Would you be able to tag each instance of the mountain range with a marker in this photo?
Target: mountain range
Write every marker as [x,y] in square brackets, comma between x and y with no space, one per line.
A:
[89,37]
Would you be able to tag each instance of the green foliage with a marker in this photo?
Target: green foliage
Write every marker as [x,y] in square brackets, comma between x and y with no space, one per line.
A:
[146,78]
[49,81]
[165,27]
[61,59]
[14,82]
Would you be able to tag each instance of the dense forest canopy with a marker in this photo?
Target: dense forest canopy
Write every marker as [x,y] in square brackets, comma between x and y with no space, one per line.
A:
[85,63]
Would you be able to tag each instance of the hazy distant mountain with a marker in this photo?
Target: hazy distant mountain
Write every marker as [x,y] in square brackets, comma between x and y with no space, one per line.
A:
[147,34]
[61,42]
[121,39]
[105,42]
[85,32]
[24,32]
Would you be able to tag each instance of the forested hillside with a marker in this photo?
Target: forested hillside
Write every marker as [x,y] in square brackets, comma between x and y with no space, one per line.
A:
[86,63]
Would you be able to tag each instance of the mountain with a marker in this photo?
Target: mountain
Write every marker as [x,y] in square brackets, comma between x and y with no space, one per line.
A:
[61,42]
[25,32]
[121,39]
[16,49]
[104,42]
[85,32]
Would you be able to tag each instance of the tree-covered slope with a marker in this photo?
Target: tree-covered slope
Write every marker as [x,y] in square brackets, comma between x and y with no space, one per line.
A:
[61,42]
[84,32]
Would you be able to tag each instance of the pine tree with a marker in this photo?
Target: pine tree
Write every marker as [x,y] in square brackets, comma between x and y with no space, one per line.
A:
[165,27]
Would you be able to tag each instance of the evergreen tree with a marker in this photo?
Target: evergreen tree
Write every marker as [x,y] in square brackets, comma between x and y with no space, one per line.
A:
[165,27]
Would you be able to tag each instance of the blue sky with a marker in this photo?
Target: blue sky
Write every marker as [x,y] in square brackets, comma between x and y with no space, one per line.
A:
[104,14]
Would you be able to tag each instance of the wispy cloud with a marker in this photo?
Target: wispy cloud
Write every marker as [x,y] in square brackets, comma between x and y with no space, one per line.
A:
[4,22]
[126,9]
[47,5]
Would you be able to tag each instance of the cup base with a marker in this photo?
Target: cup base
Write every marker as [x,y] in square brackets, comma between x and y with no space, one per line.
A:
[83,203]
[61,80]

**Stated problem**
Retype the whole listing above exactly.

**Answer**
Would you be able to tag each instance of the mountain range with a marker in this photo?
Target: mountain range
Write every marker as [x,y] in square brackets, comma between x and y with no space, one per line.
A:
[89,37]
Would you be able to tag each instance of the green foliage with a marker in this photo?
Target: green foliage
Write every marker as [x,y] in square brackets, comma between x and y with no space, one per line.
A:
[146,78]
[49,81]
[165,27]
[61,59]
[14,82]
Would you be able to tag each instance of the dense forest canopy with a marker in this photo?
Target: dense forest canopy
Write every marker as [x,y] in square brackets, comma between x and y with no space, one per line.
A:
[85,63]
Would you be able to tag each instance of the hazy distant mountain with a marker in this photo?
Target: hazy distant mountain
Write every marker as [x,y] in square brackets, comma between x and y with no space, one per line.
A:
[147,34]
[61,42]
[121,39]
[105,42]
[85,32]
[24,32]
Would you be able to tag each instance of the forested hillside with a marker in this photo?
Target: forested hillside
Write every marker as [x,y] in square brackets, comma between x and y with no space, one per line.
A:
[86,63]
Would you be able to tag each instance of the mountain with a marker in this photo?
Target: mountain
Write every marker as [x,y] in square brackets, comma between x and y with no space, one per line.
A:
[61,42]
[25,32]
[121,39]
[16,49]
[104,42]
[85,32]
Would you be able to tag each instance of the tree-covered slope with a marker in this photo?
Target: tree-covered slope
Write every marker as [x,y] in square brackets, comma between x and y with no space, one per line.
A:
[61,42]
[84,32]
Would you be able to tag each instance of the pine tree with a marker in this photo?
Target: pine tree
Write every marker as [x,y] in square brackets, comma between x and y with no space, one per line.
A:
[165,27]
Would you be able to tag each instance of the evergreen tree with a marker in this photo?
Target: evergreen tree
Write every marker as [x,y] in square brackets, comma between x and y with no space, one per line.
A:
[165,27]
Would you be able to tag each instance of the blue sky with a marker in this photo?
Target: blue sky
Write every marker as [x,y] in square brackets, comma between x and y with no space, one per line.
A:
[104,14]
Would you be able to tag each instance of the wispy cloud with a marker in this photo?
Target: wispy cloud
Write every marker as [x,y] in square brackets, comma between x and y with no space, one per line.
A:
[4,22]
[126,9]
[47,5]
Would you be able to tag each instance of the cup base with a marker in this photo?
Target: cup base
Write every marker as [x,y] in square brackets, comma between x and y with no space, one per line.
A:
[83,203]
[61,80]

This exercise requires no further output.